### INSTRUÇÕES DA TAREFA
Imprima na íntegra, sem nenhuma alteração, o texto sobre o papel dos seguros e da agricultura na bioeconomia.

### TRECHO DO TEXTO
....................

A discussão sobre financiamento conecta-se diretamente ao avanço da bioeconomia. O pesquisador da FGV Marcelo Behar defendeu a necessidade de aproximar, de forma estratégica, a agenda da COP da agenda da bioeconomia, atribuindo ao setor de seguros um papel central em três frentes.
A primeira é o financiamento da transição, em que a indústria de seguros ajuda a estruturar mecanismos públicos e privados e atua como “amortecedor dos limites planetários”, mantendo riscos dentro do possível. A segunda é a viabilização de soluções de uso da terra no Brasil, especialmente por meio da integração lavoura-pecuária-floresta e de tecnologias agroambientais capazes de reduzir emissões e regenerar áreas. Behar lembrou que, ao contrário do padrão global, as emissões brasileiras vêm majoritariamente do uso da terra, o que torna a segurança ainda mais central na transição.
O terceiro eixo apontado por Behar é a saída gradual dos combustíveis fósseis, apoiada por uma coalizão de 80 países, com redirecionamento de subsídios para agricultura sustentável, bioeconomia e soluções biológicas. Ele destacou que iniciativas como o “Bioeconomy Challenge” e o “Tropical Forest Facility” inauguraram um novo ciclo de finanças climáticas. Ainda para Behar, o Brasil colocou a floresta no centro da ação climática, e a indústria de seguros tende a ser “parceira central” na construção da nova economia verde.
O papel da agricultura na descarbonização também ganhou destaque na fala de Guilherme Bastos, coordenador da FGV. Ele avaliou que a COP30 evidenciou a modernidade da agricultura tropical brasileira, que há décadas desenvolve práticas de baixo carbono garantidas por pesquisa robusta, especialmente da Embrapa.
A criação da AgriZone na conferência foi apontada pelo coordenador da FGV como um marco para mostrar ao mundo que o país já opera com soluções baseadas na natureza e integra academia, setor privado e governo em uma agenda consistente de adaptação e produção sustentável. Bastos ressaltou ainda o Pagamento por Serviços Ambientais como peça estratégica para engajar produtores de todos os portes, sobretudo no combate ao desmatamento legal, garantindo retorno econômico à preservação.

....................

Trechos do conjunto de dados de rotulagem de pontos:
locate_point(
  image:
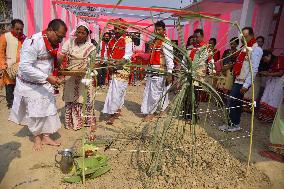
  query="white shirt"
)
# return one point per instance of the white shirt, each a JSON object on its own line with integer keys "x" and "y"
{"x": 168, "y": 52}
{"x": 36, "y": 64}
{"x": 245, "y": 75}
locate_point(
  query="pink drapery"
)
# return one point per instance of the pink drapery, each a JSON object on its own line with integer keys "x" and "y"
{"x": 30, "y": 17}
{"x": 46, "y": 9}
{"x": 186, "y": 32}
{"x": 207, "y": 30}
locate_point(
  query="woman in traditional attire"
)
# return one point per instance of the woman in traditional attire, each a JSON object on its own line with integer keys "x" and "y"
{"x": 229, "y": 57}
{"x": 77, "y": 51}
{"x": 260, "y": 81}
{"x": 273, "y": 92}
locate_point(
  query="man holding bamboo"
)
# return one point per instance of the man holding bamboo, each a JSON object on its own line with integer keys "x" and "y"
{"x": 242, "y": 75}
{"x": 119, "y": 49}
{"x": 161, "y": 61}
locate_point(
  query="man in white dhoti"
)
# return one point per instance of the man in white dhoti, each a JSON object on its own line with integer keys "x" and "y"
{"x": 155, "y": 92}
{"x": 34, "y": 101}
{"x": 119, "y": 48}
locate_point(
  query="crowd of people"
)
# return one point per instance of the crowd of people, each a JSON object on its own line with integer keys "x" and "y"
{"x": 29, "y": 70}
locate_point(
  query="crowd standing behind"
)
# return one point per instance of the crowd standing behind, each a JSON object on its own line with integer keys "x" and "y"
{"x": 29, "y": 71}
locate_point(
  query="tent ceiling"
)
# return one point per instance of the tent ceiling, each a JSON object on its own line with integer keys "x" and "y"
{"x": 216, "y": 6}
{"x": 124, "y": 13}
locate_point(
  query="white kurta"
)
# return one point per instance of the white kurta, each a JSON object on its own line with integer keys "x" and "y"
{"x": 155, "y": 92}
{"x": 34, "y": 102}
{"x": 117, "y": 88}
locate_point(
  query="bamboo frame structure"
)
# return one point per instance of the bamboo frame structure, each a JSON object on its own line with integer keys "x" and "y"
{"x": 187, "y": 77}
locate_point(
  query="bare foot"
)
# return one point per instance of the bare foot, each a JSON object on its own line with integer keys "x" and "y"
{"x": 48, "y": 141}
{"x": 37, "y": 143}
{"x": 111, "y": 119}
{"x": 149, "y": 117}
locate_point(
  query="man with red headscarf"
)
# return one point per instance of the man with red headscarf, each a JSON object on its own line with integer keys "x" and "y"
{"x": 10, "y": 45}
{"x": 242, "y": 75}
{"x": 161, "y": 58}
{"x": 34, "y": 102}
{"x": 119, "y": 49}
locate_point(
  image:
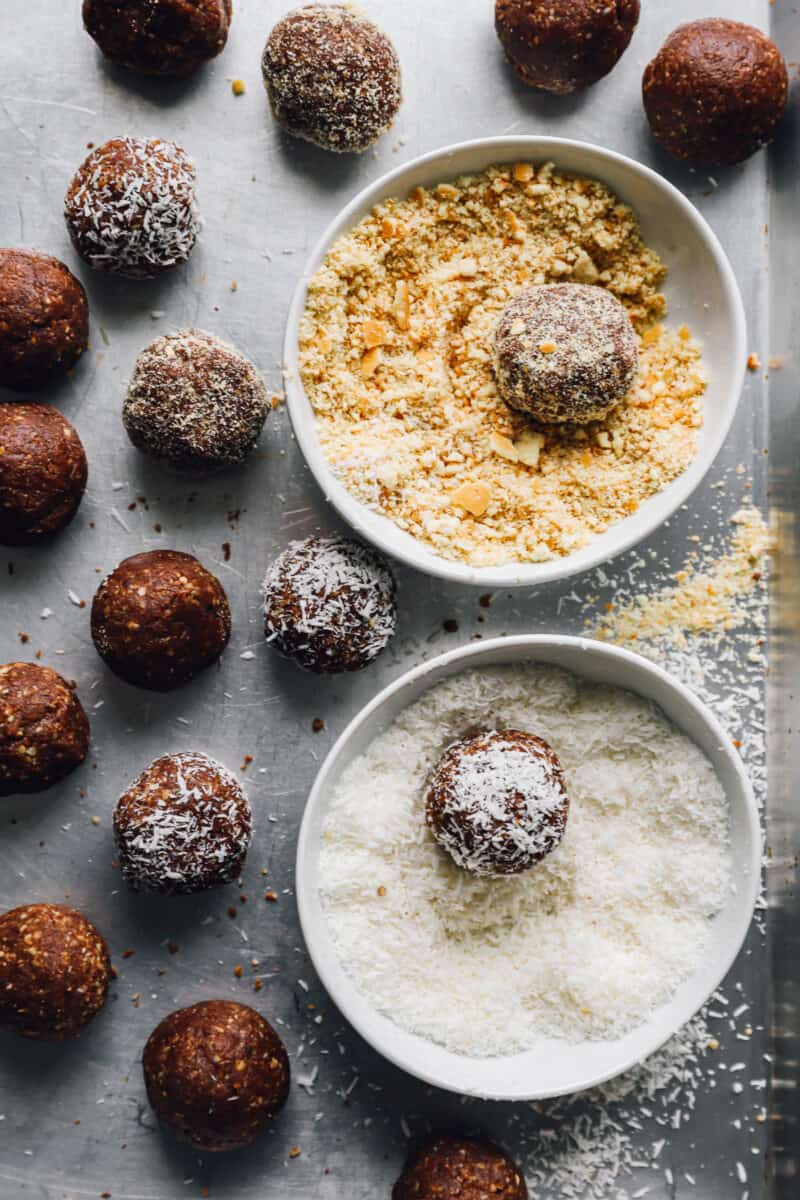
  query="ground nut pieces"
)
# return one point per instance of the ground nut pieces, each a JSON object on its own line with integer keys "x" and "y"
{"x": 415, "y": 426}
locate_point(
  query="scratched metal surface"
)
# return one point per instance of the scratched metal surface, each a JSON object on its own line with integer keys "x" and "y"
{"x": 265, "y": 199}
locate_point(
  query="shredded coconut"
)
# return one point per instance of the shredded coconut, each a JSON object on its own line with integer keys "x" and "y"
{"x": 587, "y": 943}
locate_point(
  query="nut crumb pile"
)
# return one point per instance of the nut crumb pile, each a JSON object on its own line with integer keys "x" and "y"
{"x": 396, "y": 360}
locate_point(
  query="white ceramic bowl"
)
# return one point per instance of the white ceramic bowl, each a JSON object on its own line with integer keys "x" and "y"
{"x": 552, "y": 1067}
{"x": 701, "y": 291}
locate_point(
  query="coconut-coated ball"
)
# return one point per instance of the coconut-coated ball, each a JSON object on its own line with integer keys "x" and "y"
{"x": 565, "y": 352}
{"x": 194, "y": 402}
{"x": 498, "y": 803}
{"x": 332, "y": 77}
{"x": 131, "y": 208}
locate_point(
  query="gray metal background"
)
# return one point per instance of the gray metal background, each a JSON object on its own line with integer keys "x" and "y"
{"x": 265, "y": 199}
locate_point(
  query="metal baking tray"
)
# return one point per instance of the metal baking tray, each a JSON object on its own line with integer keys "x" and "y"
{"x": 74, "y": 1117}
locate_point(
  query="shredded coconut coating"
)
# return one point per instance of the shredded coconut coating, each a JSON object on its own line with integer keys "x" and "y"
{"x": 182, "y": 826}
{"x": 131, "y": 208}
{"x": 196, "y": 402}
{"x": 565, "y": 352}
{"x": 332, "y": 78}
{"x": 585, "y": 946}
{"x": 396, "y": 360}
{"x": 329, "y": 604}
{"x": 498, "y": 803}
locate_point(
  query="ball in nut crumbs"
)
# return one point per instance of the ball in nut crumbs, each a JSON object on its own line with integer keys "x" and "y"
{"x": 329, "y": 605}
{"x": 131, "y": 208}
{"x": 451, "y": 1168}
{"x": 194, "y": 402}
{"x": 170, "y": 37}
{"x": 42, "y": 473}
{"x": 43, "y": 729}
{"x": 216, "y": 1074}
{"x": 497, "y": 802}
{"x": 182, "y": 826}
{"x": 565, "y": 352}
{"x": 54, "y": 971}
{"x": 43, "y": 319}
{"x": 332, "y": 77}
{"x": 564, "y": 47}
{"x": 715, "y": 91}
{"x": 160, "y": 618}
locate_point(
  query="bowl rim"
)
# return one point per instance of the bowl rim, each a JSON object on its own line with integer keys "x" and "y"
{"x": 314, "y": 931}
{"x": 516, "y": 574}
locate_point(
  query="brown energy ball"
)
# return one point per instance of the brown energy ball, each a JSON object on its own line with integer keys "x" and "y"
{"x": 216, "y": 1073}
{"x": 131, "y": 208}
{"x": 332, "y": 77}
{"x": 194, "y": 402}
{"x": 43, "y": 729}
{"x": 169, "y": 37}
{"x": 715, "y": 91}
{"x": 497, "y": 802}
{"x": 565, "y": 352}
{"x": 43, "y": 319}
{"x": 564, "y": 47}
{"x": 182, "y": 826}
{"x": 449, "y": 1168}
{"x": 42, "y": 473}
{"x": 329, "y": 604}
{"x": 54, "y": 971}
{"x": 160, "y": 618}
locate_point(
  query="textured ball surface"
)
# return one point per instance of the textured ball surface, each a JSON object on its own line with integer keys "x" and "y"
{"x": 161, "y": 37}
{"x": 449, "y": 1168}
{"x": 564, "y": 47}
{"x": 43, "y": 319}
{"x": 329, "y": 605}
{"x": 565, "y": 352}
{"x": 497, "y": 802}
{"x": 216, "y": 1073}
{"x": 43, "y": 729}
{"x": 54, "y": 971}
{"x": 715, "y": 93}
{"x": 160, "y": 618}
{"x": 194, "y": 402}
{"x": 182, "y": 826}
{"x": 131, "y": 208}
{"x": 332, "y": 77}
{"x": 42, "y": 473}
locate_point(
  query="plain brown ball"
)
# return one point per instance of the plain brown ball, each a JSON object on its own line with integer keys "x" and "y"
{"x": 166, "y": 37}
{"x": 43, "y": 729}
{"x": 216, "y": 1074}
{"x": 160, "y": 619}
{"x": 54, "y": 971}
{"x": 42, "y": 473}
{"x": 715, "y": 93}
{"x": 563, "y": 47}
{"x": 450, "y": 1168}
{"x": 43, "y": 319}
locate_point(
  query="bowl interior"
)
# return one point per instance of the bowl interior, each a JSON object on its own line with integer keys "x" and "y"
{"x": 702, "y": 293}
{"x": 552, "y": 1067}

....................

### RESPOSTA DA TAREFA
A discussão sobre financiamento conecta-se diretamente ao avanço da bioeconomia. O pesquisador da FGV Marcelo Behar defendeu a necessidade de aproximar, de forma estratégica, a agenda da COP da agenda da bioeconomia, atribuindo ao setor de seguros um papel central em três frentes.
A primeira é o financiamento da transição, em que a indústria de seguros ajuda a estruturar mecanismos públicos e privados e atua como “amortecedor dos limites planetários”, mantendo riscos dentro do possível. A segunda é a viabilização de soluções de uso da terra no Brasil, especialmente por meio da integração lavoura-pecuária-floresta e de tecnologias agroambientais capazes de reduzir emissões e regenerar áreas. Behar lembrou que, ao contrário do padrão global, as emissões brasileiras vêm majoritariamente do uso da terra, o que torna a segurança ainda mais central na transição.
O terceiro eixo apontado por Behar é a saída gradual dos combustíveis fósseis, apoiada por uma coalizão de 80 países, com redirecionamento de subsídios para agricultura sustentável, bioeconomia e soluções biológicas. Ele destacou que iniciativas como o “Bioeconomy Challenge” e o “Tropical Forest Facility” inauguraram um novo ciclo de finanças climáticas. Ainda para Behar, o Brasil colocou a floresta no centro da ação climática, e a indústria de seguros tende a ser “parceira central” na construção da nova economia verde.
O papel da agricultura na descarbonização também ganhou destaque na fala de Guilherme Bastos, coordenador da FGV. Ele avaliou que a COP30 evidenciou a modernidade da agricultura tropical brasileira, que há décadas desenvolve práticas de baixo carbono garantidas por pesquisa robusta, especialmente da Embrapa.
A criação da AgriZone na conferência foi apontada pelo coordenador da FGV como um marco para mostrar ao mundo que o país já opera com soluções baseadas na natureza e integra academia, setor privado e governo em uma agenda consistente de adaptação e produção sustentável. Bastos ressaltou ainda o Pagamento por Serviços Ambientais como peça estratégica para engajar produtores de todos os portes, sobretudo no combate ao desmatamento legal, garantindo retorno econômico à preservação.